**Problem to work on**
Rewrite the entries below from the line containing "For every instance of the cycling" through the line containing "(1368, 520)", swapping every "instance" for "occurrence" and leaving all else unchanged. Give back only those lines.
======== Supplied records ========
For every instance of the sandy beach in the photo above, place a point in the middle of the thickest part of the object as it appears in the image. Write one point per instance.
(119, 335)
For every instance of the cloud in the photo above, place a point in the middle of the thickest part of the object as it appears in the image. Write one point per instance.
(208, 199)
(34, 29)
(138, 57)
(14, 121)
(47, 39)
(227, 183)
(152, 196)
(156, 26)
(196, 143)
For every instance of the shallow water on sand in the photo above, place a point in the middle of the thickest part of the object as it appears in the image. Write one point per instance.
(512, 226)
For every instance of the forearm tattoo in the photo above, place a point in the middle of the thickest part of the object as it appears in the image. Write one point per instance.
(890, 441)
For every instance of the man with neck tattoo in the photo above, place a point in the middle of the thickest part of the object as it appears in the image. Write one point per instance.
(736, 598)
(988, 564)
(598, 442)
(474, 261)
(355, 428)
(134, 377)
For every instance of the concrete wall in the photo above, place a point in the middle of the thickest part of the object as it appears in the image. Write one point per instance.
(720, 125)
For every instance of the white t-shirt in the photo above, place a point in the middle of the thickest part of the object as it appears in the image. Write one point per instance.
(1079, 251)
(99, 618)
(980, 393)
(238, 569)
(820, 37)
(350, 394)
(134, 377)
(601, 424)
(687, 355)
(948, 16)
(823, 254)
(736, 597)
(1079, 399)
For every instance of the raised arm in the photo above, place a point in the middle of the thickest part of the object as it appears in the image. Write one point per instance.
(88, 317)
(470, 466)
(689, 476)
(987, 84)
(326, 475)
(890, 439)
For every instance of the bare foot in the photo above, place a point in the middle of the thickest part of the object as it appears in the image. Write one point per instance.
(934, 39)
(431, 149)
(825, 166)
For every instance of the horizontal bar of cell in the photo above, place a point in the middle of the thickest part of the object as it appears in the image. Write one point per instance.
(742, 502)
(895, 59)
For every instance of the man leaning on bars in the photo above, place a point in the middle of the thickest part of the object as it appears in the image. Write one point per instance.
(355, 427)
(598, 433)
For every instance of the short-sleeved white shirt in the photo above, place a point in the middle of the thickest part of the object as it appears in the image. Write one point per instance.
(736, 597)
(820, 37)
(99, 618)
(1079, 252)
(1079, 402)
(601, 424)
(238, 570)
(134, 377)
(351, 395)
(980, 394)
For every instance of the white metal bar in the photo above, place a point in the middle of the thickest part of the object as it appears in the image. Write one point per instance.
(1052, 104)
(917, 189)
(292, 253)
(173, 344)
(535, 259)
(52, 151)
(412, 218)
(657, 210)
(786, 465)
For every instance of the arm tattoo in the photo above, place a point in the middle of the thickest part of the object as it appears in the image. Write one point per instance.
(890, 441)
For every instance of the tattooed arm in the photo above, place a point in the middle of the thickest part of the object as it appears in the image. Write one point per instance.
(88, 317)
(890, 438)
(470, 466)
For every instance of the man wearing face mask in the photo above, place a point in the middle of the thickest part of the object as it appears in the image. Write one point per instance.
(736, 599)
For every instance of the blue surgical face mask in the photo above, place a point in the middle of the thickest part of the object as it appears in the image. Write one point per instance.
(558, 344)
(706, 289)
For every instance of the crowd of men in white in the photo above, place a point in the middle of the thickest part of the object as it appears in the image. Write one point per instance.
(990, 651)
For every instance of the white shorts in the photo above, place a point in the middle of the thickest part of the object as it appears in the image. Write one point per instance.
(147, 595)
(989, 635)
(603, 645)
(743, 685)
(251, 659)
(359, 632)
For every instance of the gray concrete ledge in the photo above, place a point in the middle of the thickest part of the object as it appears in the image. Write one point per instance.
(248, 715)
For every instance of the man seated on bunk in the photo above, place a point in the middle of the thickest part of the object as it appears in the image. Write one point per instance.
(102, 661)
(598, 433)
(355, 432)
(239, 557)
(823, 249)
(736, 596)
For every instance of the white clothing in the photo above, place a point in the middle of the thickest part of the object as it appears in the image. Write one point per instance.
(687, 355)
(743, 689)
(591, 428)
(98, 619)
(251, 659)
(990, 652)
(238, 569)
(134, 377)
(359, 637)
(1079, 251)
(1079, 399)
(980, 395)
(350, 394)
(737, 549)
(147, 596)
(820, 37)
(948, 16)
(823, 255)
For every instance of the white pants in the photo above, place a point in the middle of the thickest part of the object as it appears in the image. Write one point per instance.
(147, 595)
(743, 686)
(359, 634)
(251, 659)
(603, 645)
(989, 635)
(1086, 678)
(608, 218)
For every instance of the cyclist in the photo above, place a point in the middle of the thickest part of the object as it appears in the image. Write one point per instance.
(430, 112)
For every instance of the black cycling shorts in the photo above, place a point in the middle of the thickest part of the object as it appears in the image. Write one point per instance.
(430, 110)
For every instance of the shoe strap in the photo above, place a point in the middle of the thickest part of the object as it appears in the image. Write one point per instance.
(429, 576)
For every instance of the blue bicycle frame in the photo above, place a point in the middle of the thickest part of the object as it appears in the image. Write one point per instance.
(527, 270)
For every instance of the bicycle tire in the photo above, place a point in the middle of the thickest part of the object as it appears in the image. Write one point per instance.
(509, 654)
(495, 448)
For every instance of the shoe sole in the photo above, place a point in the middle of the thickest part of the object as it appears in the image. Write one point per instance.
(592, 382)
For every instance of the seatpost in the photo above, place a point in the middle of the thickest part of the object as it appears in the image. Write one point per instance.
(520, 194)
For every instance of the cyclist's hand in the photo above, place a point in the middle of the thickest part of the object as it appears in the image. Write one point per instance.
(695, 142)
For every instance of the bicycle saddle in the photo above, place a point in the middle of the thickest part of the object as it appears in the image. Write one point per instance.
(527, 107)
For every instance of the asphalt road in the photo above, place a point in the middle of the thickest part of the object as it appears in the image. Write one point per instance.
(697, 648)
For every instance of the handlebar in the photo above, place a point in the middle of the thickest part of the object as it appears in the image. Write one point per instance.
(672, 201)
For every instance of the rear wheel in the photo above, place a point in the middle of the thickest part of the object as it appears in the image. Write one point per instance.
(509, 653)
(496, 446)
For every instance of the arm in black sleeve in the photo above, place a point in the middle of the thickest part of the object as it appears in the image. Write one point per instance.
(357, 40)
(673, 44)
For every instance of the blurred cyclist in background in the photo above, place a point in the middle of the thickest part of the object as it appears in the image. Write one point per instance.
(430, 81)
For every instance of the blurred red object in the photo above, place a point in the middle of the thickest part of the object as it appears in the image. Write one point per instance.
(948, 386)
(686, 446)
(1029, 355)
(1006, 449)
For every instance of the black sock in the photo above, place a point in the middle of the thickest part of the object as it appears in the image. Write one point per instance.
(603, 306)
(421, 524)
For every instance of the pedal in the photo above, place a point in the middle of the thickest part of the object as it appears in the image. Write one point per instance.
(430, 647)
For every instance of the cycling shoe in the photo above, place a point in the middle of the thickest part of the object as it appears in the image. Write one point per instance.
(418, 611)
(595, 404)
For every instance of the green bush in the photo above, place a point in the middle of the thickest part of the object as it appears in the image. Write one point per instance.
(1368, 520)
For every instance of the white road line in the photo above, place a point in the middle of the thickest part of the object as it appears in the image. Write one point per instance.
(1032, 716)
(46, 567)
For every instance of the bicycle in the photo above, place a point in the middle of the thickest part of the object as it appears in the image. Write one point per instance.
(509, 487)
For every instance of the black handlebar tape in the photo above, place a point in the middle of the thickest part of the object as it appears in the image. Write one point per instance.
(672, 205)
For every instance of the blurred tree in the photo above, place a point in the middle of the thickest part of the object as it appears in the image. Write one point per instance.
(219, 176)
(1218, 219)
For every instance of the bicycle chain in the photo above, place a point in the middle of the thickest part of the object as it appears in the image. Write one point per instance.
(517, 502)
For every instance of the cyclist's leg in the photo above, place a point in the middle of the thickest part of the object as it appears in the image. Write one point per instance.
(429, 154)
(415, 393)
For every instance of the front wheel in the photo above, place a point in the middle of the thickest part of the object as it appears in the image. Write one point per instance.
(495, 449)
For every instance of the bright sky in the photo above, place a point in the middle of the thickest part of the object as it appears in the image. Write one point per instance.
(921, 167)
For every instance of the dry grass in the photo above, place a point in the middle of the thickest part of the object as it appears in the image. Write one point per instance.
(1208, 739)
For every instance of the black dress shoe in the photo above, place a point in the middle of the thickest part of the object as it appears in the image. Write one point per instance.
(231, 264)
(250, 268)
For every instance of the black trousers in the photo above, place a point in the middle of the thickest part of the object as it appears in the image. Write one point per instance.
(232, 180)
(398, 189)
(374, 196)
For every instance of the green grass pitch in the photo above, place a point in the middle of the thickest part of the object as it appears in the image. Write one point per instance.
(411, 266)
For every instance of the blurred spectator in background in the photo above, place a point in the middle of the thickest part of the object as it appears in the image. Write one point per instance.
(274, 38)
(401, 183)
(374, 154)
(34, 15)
========
**Reply**
For every occurrence of the cycling shoe in the photo above, place a point in the middle of the thickest part of the object as it appears in the image. Write one point per occurrence.
(418, 611)
(595, 404)
For every occurrence of the green bush in the photo above, place a point in the middle of the thickest part of the object as it appears in the image. Write one point per occurrence.
(1368, 520)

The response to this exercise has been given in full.